WRITTEN REQUEST: Turn every line of the records below into a numbered list, leaving out any blank lines.

Records from an annotation dataset:
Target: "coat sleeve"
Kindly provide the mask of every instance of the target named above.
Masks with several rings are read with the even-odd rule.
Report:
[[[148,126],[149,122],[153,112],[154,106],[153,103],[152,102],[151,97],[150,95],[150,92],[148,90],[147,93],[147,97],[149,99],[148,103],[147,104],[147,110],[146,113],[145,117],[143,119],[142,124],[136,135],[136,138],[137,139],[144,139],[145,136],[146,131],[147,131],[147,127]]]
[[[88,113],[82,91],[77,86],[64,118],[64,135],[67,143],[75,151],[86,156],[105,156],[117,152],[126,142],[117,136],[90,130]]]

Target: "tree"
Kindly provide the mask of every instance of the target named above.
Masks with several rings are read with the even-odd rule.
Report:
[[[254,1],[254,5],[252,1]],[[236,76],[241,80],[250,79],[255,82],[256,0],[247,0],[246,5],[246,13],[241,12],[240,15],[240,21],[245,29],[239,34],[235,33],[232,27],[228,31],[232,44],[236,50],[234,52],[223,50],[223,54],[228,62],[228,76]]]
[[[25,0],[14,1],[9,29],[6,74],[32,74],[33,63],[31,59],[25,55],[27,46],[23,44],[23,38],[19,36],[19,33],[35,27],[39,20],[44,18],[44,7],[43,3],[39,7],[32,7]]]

FINAL RESULT:
1. Target: "coat sleeve"
2. Kindly provide the mask of every instance of the target named above.
3. Masks with several rings are read with the even-odd rule.
4. Report:
5. [[[148,126],[149,122],[153,112],[154,106],[153,103],[152,102],[151,97],[150,95],[150,92],[148,90],[147,93],[147,97],[149,99],[148,103],[147,104],[147,110],[146,113],[145,117],[143,119],[142,124],[136,135],[136,138],[137,139],[144,139],[145,136],[146,131],[147,131],[147,127]]]
6. [[[88,113],[82,91],[77,86],[64,118],[64,135],[67,143],[75,151],[86,156],[105,156],[117,152],[126,142],[117,136],[90,130]]]
7. Target: "tree"
8. Kindly provide the mask of every instance of the target named above.
9. Masks with several rings are read with the even-odd rule.
10. Report:
11. [[[254,1],[254,5],[252,1]],[[236,76],[241,80],[250,79],[255,82],[256,0],[247,0],[246,5],[246,13],[241,12],[240,15],[240,21],[245,29],[239,34],[235,33],[232,27],[228,31],[232,44],[236,50],[234,52],[223,50],[223,54],[228,62],[228,76]]]
12. [[[25,0],[14,1],[9,29],[6,74],[32,74],[33,63],[31,59],[25,55],[27,46],[23,44],[23,38],[19,36],[19,33],[35,27],[39,20],[44,18],[44,7],[43,3],[39,7],[32,7]]]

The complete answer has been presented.